**CHALLENGE A:** Transcribe the passage on marrying relatives word for word, in full.

**SELECTED PASSAGE:**
+ + + + + + +
As to the reasons, for marrying Kin, the main reason I have heard was to
keep property in the family. When I was in Iran the subject came up there
and my friends poointed out that often cousins will marry there because they
are acquainted from having grown up together. Often in the third world, if
you are not marrying a relative you have known from growing up together, you
ended up in an arranged marriage to a complete stranger. In some Islamic
societies, if you aren't marrying a relative, you may be marrying a woman
whose face you have not even had a chance to look at, let along get to
really know her.

As to geographic reasons, I always have to tell the story about telling the
electrician my wife's grandmother hired to fix the kitchen lights that I was
actually her nephew as well as her grandson-in-law, his response was, "they
opened the tunnel you know" which of course doesn't mean anything to anyone
not familiar with western Douglas County, Oregon. We have a tunnel on the
main highway between the Willamette Valley and the coast and his point was
that since we had such easy access to a larger geographic area couldn't we
have gone farther afield to find spouses. He didn't know that I came from
the other side of the tunnel of course.
+ + + + + + +
**DATA EXTRACT:**
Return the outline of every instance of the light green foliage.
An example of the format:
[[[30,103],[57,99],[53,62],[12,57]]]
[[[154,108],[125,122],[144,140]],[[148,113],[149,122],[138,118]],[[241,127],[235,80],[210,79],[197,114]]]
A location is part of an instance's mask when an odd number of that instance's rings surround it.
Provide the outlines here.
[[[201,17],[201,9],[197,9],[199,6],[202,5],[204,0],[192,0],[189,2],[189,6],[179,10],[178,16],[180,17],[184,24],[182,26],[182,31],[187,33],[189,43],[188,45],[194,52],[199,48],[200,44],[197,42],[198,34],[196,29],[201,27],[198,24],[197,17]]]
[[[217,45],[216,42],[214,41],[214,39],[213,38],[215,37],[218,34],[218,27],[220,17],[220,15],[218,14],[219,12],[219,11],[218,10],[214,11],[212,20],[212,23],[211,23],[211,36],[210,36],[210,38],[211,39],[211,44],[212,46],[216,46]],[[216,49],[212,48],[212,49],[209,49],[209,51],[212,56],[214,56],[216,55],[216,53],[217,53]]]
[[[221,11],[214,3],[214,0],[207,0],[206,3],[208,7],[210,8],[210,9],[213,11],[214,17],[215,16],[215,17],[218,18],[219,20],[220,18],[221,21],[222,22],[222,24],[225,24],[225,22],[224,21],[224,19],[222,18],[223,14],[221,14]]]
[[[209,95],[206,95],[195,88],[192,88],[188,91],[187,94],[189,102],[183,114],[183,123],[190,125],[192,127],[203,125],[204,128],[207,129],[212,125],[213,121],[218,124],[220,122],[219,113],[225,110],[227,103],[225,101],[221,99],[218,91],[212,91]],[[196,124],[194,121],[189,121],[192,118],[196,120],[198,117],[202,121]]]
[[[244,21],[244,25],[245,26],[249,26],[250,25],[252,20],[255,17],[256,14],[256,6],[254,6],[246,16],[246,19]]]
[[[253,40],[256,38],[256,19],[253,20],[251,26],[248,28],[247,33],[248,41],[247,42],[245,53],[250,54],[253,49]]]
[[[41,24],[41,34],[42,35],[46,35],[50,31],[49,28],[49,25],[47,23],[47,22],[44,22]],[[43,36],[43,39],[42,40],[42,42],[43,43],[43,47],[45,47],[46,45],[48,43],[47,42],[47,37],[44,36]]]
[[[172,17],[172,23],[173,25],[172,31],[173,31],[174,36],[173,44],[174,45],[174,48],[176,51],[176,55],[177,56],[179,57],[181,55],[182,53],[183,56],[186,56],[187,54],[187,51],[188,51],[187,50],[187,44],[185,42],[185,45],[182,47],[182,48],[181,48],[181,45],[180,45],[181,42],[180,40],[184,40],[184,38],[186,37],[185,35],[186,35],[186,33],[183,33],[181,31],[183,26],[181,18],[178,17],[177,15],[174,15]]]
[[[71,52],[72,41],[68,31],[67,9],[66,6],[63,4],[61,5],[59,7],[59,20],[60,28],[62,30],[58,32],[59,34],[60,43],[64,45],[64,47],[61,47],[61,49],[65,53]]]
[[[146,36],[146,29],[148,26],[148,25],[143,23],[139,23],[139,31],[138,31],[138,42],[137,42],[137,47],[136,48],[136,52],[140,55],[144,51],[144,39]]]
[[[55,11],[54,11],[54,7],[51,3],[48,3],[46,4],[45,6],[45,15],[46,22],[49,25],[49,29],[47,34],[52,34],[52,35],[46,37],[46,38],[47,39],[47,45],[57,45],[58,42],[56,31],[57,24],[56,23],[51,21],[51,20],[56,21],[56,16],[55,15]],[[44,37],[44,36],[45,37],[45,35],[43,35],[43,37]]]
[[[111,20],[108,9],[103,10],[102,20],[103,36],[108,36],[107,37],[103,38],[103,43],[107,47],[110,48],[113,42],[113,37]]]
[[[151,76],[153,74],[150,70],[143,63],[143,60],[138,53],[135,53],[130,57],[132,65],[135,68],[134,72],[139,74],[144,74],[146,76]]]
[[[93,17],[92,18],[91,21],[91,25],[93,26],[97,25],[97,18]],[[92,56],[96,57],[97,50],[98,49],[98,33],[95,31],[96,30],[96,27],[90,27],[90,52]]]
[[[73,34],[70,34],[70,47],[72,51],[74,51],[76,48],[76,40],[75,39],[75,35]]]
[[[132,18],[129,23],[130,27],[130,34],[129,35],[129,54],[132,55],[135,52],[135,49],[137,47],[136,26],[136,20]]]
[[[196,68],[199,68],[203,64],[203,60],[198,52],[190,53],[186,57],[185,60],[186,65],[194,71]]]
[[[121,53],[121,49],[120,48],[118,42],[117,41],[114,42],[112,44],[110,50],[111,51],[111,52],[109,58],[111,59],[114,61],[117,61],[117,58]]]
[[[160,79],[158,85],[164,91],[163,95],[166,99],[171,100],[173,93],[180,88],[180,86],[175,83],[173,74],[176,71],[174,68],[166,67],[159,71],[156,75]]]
+ + + + + + +
**CHALLENGE B:** Find each line in the listing that contains the string "instance", and copy those lines.

**ANSWER A:**
As to the reasons, for marrying Kin, the main reason I have heard was to
keep property in the family. When I was in Iran the subject came up there
and my friends poointed out that often cousins will marry there because they
are acquainted from having grown up together. Often in the third world, if
you are not marrying a relative you have known from growing up together, you
ended up in an arranged marriage to a complete stranger. In some Islamic
societies, if you aren't marrying a relative, you may be marrying a woman
whose face you have not even had a chance to look at, let along get to
really know her.

As to geographic reasons, I always have to tell the story about telling the
electrician my wife's grandmother hired to fix the kitchen lights that I was
actually her nephew as well as her grandson-in-law, his response was, "they
opened the tunnel you know" which of course doesn't mean anything to anyone
not familiar with western Douglas County, Oregon. We have a tunnel on the
main highway between the Willamette Valley and the coast and his point was
that since we had such easy access to a larger geographic area couldn't we
have gone farther afield to find spouses. He didn't know that I came from
the other side of the tunnel of course.

**ANSWER B:**
Return the outline of every instance of the light green foliage.
A location is part of an instance's mask when an odd number of that instance's rings surround it.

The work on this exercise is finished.